Selected text:
■ ■ ■ ■ ■ ■ ■

How to use the Radiant MLHub API
=====

The Radiant MLHub API gives access to open Earth imagery training data for machine learning applications. You can learn more about the repository at the [Radiant MLHub site](https://mlhub.earth) and about the organization behind it at the [Radiant Earth Foundation site](https://radiant.earth).

This Jupyter notebook, which you may copy and adapt for any use, shows basic examples of how to use the API. Full documentation for the API is available at [docs.mlhub.earth](docs.mlhub.earth).

We'll show you how to set up your authorization, see the list of available collections and datasets, and retrieve the items (the data contained within them) from those collections. 

Each item in our collection is explained in json format compliant with [STAC](https://stacspec.org/) [label extension](https://github.com/radiantearth/stac-spec/tree/master/extensions/label) definition.

Authentication
-----

Access to the Radiant MLHub API requires an access token. To get your access token, go to [dashboard.mlhub.earth](https://dashboard.mlhub.earth). If you have not used Radiant MLHub before, you will need to sign up and create a new account. Otherwise, sign in. Under **Usage**, you'll see your access token, which you will need. *Do not share* your access token with others: your usage may be limited and sharing your access token is a security risk.

Copy the access token, and paste it in the box bellow. This header block will work for all API calls.

■ ■ ■ ■ ■ ■ ■

Items listed in a dataset:
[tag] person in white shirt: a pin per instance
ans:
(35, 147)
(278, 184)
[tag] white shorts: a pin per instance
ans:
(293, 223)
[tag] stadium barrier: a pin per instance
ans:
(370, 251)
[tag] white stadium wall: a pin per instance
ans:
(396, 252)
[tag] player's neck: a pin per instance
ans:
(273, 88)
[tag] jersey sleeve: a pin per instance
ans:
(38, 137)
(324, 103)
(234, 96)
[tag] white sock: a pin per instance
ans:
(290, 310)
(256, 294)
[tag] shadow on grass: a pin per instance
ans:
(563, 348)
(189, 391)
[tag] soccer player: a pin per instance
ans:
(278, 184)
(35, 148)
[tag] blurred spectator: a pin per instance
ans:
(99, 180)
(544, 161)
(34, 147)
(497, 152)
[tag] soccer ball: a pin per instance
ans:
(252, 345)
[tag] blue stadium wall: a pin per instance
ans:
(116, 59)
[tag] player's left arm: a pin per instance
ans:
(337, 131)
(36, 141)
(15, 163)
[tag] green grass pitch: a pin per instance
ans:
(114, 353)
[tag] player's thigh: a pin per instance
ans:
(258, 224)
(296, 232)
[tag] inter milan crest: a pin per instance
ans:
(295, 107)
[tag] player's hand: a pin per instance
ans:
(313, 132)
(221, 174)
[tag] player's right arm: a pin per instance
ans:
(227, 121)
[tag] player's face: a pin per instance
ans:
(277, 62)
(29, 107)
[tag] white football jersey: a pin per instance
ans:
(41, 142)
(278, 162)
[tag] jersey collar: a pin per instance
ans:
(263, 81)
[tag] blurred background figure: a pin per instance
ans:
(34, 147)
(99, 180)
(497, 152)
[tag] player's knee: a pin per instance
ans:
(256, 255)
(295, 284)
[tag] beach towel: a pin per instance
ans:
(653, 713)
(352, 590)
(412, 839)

■ ■ ■ ■ ■ ■ ■

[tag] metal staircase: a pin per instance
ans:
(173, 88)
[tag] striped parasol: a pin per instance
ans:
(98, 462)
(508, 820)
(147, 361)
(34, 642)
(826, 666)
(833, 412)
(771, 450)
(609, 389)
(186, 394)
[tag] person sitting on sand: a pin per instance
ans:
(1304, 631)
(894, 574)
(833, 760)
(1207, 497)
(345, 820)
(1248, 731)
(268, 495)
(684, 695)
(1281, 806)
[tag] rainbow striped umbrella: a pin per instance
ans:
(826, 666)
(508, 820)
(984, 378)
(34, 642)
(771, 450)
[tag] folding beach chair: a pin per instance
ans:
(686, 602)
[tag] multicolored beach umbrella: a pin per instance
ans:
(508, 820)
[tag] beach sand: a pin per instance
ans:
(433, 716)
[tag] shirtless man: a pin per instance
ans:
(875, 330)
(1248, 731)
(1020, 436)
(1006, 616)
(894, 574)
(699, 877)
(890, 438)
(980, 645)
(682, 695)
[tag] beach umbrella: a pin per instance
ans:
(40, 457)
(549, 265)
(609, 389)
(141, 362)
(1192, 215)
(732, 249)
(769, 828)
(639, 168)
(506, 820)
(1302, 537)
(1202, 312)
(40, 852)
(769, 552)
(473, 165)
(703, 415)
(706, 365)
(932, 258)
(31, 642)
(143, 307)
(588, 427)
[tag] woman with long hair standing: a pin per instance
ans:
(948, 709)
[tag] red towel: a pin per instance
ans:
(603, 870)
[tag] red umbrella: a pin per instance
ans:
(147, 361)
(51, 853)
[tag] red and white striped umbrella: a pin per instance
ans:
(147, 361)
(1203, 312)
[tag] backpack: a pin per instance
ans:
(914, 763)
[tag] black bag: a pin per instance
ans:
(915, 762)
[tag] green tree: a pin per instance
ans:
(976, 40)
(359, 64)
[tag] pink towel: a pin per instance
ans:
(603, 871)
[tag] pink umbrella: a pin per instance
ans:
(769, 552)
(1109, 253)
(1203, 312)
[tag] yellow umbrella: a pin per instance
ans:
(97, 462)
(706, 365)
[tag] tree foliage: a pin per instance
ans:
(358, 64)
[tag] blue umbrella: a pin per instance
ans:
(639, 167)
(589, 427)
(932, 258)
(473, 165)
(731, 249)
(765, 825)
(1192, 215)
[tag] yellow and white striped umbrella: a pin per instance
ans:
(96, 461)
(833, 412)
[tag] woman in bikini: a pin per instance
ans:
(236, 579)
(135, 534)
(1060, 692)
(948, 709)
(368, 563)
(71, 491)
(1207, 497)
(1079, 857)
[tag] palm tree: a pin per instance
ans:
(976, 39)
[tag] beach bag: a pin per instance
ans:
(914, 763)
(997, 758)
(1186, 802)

■ ■ ■ ■ ■ ■ ■

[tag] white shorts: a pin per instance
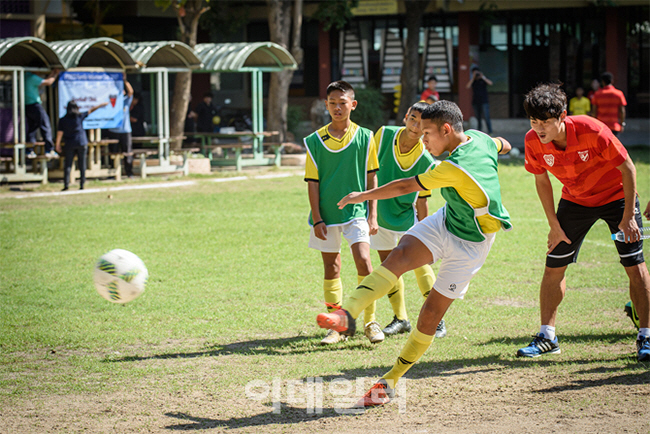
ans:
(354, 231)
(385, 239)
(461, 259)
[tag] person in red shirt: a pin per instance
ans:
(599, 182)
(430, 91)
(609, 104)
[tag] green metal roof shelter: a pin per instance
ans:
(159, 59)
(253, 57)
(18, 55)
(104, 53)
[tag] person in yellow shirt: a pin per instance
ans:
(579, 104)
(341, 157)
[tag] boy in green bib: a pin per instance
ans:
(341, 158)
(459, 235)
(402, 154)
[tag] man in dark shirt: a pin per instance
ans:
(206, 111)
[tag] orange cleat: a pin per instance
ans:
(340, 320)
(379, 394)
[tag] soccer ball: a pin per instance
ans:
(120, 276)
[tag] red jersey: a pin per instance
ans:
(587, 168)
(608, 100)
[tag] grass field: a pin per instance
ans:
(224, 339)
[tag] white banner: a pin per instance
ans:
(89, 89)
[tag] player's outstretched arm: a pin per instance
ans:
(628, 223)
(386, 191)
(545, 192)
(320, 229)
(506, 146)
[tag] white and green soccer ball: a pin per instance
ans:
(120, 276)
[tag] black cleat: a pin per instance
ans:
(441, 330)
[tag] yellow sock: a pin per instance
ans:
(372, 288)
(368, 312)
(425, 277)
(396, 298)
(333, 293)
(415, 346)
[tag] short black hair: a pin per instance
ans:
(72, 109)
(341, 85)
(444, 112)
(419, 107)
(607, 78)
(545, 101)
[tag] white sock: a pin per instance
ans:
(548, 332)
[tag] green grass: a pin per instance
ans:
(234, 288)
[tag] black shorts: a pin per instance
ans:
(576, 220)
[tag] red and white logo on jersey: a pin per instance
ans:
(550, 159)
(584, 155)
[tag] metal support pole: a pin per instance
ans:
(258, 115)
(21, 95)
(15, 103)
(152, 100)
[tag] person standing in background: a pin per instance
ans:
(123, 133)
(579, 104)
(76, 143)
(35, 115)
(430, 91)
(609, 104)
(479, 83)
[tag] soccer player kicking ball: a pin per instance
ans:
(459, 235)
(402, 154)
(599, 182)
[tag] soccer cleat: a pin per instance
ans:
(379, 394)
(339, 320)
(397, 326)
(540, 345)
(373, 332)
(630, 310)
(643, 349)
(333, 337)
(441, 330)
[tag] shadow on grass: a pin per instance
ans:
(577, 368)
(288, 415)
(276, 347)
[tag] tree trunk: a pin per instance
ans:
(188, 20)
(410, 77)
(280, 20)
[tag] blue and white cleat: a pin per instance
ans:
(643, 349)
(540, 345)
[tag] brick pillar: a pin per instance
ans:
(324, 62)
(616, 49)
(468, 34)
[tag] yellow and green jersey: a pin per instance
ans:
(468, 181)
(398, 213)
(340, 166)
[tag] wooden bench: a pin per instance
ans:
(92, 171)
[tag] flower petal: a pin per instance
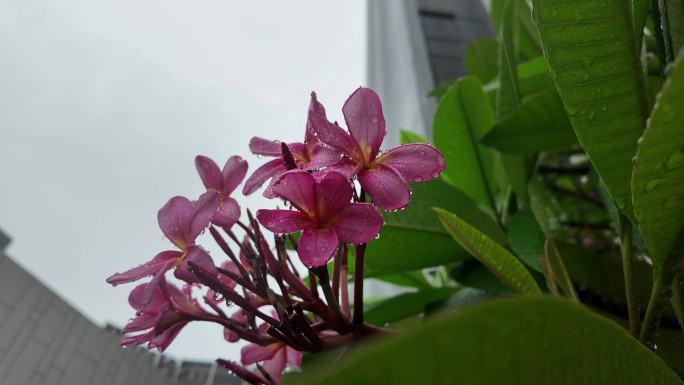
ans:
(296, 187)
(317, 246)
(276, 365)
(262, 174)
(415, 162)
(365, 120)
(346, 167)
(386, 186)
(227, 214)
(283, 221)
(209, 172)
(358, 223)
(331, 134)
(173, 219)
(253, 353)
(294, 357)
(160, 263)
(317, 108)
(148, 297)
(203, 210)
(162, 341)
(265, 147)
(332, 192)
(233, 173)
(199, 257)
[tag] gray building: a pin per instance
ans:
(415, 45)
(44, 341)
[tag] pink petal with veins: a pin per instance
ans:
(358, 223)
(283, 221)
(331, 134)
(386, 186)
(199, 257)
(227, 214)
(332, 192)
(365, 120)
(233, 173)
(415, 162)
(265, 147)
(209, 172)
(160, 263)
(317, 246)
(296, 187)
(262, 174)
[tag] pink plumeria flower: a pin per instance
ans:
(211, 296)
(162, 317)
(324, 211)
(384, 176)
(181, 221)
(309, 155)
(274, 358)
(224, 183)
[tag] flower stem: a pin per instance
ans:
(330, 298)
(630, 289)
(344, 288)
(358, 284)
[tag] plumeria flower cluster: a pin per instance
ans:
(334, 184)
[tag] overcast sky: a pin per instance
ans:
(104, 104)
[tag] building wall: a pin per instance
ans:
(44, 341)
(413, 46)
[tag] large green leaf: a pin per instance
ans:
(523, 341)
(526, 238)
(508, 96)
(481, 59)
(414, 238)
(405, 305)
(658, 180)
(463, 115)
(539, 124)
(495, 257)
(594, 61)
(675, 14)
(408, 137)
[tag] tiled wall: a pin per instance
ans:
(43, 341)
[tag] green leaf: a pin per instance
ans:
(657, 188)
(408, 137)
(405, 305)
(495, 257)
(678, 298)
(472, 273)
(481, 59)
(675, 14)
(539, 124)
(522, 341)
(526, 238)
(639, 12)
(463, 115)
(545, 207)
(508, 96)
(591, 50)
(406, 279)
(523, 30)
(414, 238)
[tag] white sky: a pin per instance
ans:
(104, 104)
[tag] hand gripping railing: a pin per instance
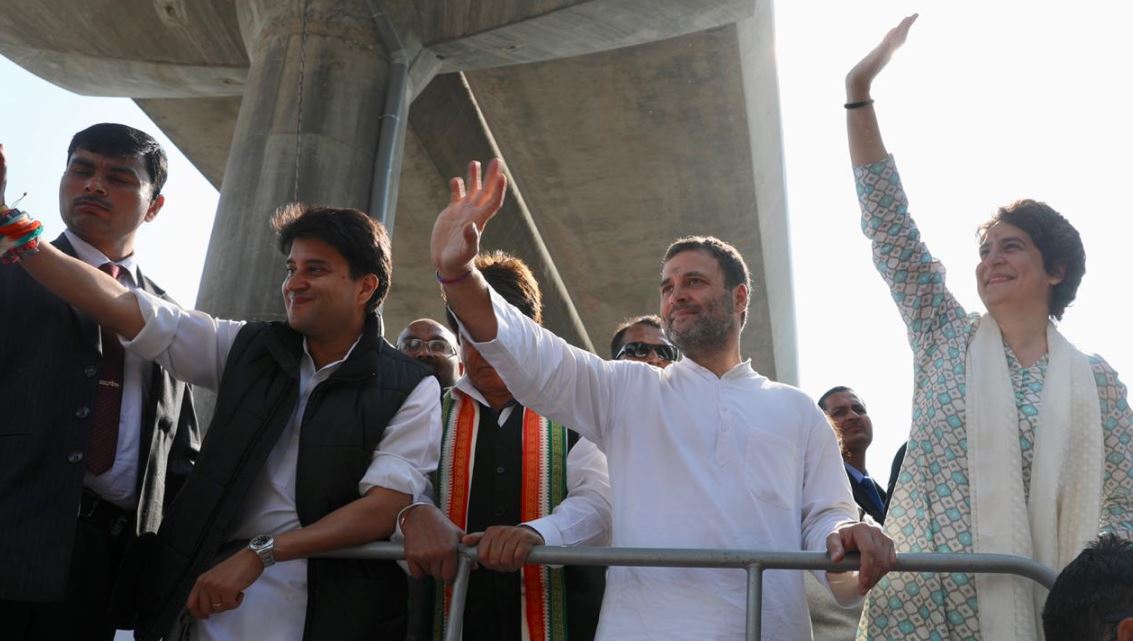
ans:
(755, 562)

■ ■ ■ ■ ■ ■ ■

Challenge A:
Reproduce the Radiant MLHub API guide from "How to use the Radiant" down to "from those collections.".
Challenge B:
List the things the Radiant MLHub API guide says it will show you how to do.
This data was drawn from a separate source.

Written response A:
How to use the Radiant MLHub API
=====

The Radiant MLHub API gives access to open Earth imagery training data for machine learning applications. You can learn more about the repository at the [Radiant MLHub site](https://mlhub.earth) and about the organization behind it at the [Radiant Earth Foundation site](https://radiant.earth).

This Jupyter notebook, which you may copy and adapt for any use, shows basic examples of how to use the API. Full documentation for the API is available at [docs.mlhub.earth](docs.mlhub.earth).

We'll show you how to set up your authorization, see the list of available collections and datasets, and retrieve the items (the data contained within them) from those collections.

Written response B:
- Set up your authorization
- See the list of available collections and datasets
- Retrieve the items (the data contained within them) from those collections